■ Enunciado ■
Transcribe sin cambios el fragmento de la reseña de la película Nada que hacer, comenzando en "Especialmente" y terminando en "sus cuadros instrospectivos.".

■ Texto mostrado ■
○ ○ ○

La
gran diferencia entre el cine americano y el europeo estriba en que en el
primero el torrente sanguíneo dramático lo constituye la energía física
dominante en los hechos narrados; y en el segundo, el elemento basal lo
representa la observación del individuo, la energía se traslada por canales
internos provenientes de sí, y el tempo, por consiguiente, tiende a ser más
parsimonioso, dilatado, exhaustivo, como
corresponde hacerlo a las escrutaciones caracterológicas, que eso son muchas de
las películas de este continente.
Especialmente
las francesas. El cine nacional apuesta por la persona, su cotidianidad,
conflictos humanos, manquedades, ilusiones. Se inclina, con humildad, hacia los
rostros protagonistas de la vulgaridad -en su antonimia de elevación, fasto-
del presente en decenas de producciones anuales, compuestas por realizadores de
fino tacto y pulso exquisito en el delineado de sus cuadros instrospectivos.
Entre
ellos, la directora Marion Vernoux, quien se ha caracterizado por indagar en el
día a día de gentes normales y corrientes, a través de magníficas piezas en las
que el costado romántico de la existencia queda acentuado. Tal es el caso de
esta deliciosa película Nada que hacer (Rien a faire) es la historia de dos
desempleados que se conocen en un supermercado, donde matan su tiempo sobrante,
haciendo las compras que sus respectivas parejas no pueden hacer porque
trabajan.
Ella
es muy tímida, tiene menos estudios y solvencia que él. Su contraparte, cuenta
con la seguridad interior de una educación y la presciencia de que aunque ahora
esté parado, eso será por poco tiempo. En sus tardes de compras, intercambian
palabras, sonrisas, y poco a poco van desvelándose mutuamente sus conflictos.
La amistad se va fortaleciendo, y
transformándose, sin que ninguno diga nada, en romance. Unas piernas que se quieren unir por debajo
de la mesa en el café, una mano que se le va a ella hacia su muslo cuando él la
enseña a conducir… Esto no puede acabar en otra cosa que en lo que todos
pensamos, si bien, él intenta impedirlo, para no hacerle daño y complicarse, le
dice.
Las
ausencias de la casa de la señora donde
ella ha encontrado un puesto de sirvienta les brinda les posibilita reafirmar
en la cama que lo suyo pasa de ser una atracción romántica. Ella procura tenerlo
más junto a sí. Se inventa un paseo al interior para el fin de semana, cuando
su marido, sindicalista, marchará a la celebración del 1 de mayo en París, y
las niñas partirán a una colonia. El se las arregla, y allí están ambos. El ya
sabe que le han dado el empleo añorado, pero no se lo cuenta hasta último
momento porque esto supone el alejamiento que determinará, a su juicio, la
separación. Ella, hastiada de sus
vacilaciones (ya antes, por su causa, habían estado alejados) lo deja solo en
la noche.
Es la
mañana, y ya antes de que ella suba a su apartamento, él la espera en la
escalera. Ella sufre un desmayo en el ascensor, y una mujer le presta
asistencia en otro piso. No llegará.

○ ○ ○

■ Extractos de datos ■

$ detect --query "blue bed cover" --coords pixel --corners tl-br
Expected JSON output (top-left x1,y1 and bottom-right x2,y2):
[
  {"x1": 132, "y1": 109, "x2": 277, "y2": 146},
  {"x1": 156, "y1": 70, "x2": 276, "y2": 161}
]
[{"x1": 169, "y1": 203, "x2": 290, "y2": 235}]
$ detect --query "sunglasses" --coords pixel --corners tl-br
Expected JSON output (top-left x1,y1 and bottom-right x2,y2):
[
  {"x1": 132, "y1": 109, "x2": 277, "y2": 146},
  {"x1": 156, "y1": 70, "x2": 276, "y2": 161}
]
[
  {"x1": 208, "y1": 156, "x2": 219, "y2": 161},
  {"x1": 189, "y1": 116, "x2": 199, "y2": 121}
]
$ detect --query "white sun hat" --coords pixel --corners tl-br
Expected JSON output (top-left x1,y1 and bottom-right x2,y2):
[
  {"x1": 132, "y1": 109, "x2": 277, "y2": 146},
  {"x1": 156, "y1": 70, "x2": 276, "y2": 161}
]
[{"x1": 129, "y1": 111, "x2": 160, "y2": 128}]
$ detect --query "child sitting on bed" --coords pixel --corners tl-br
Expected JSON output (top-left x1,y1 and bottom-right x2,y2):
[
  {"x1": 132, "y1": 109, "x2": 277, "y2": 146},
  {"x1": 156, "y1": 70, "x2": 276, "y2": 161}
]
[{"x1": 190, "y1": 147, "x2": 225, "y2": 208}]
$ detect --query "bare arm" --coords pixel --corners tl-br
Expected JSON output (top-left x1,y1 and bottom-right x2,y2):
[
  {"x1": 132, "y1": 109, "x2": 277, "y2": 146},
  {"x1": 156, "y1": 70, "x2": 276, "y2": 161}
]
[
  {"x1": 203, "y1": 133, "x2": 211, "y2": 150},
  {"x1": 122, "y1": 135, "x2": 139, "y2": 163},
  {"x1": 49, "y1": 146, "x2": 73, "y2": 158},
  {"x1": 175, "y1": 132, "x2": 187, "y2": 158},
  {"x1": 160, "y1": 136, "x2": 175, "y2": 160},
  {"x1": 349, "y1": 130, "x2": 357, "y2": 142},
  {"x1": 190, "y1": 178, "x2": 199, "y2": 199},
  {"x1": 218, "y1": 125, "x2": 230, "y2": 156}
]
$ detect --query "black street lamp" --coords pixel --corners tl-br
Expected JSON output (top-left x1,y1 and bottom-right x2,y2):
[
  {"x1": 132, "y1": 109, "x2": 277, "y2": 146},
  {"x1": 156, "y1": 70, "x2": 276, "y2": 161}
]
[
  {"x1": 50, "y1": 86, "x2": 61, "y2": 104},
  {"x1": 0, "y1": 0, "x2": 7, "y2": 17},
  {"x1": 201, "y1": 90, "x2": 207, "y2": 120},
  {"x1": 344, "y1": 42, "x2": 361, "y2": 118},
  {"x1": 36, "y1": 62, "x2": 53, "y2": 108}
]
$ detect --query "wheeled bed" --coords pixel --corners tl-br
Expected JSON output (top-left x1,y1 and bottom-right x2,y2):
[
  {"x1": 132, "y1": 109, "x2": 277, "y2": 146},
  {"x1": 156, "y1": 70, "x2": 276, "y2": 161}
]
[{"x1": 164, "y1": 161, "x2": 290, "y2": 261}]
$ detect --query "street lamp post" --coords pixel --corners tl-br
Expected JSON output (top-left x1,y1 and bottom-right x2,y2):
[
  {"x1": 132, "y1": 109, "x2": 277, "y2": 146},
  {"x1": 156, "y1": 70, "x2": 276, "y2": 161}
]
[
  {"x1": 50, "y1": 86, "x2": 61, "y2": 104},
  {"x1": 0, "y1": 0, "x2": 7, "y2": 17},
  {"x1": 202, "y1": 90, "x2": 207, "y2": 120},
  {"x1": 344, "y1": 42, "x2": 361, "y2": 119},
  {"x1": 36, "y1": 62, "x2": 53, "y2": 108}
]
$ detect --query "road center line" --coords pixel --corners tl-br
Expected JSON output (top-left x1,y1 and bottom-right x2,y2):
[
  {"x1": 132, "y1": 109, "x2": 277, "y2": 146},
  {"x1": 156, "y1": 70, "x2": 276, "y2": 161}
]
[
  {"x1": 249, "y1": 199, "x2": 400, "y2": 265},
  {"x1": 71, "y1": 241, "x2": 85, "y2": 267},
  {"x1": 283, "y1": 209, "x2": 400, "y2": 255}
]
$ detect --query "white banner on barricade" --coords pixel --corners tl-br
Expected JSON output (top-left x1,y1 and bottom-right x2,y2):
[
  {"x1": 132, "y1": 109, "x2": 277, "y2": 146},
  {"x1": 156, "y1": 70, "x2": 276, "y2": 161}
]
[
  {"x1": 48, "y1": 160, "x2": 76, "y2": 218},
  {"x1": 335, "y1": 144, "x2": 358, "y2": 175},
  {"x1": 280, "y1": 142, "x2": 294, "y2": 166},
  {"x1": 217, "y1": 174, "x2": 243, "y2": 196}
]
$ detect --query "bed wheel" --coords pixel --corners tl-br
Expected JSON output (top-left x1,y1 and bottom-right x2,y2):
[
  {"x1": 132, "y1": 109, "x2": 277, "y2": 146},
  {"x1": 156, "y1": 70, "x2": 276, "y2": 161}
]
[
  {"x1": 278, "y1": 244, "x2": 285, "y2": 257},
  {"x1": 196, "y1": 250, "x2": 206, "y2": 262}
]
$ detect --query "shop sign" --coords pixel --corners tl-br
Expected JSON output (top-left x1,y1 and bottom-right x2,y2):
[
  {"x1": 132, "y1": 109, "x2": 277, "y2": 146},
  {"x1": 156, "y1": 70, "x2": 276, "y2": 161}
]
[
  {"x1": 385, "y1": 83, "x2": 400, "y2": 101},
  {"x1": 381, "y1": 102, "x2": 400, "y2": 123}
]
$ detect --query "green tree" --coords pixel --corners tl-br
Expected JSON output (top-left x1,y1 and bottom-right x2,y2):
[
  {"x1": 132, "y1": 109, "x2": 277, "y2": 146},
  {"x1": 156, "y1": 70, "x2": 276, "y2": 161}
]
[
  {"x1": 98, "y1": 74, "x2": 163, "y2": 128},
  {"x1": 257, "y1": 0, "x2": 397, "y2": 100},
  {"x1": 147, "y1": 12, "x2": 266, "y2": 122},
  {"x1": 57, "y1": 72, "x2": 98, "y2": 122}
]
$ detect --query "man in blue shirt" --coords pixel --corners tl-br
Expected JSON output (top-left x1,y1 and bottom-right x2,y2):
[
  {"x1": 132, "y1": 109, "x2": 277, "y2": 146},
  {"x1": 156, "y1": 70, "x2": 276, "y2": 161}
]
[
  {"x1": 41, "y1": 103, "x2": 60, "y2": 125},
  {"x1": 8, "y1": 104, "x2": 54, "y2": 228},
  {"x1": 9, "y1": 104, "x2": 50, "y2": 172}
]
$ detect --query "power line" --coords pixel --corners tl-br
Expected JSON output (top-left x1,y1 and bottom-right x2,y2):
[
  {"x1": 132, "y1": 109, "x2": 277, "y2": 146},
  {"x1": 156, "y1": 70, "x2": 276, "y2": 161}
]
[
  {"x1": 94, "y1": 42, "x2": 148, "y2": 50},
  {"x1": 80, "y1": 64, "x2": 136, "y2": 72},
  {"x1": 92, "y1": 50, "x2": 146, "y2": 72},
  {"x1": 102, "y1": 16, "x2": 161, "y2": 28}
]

○ ○ ○

■ Resultado final ■
Especialmente
las francesas. El cine nacional apuesta por la persona, su cotidianidad,
conflictos humanos, manquedades, ilusiones. Se inclina, con humildad, hacia los
rostros protagonistas de la vulgaridad -en su antonimia de elevación, fasto-
del presente en decenas de producciones anuales, compuestas por realizadores de
fino tacto y pulso exquisito en el delineado de sus cuadros instrospectivos.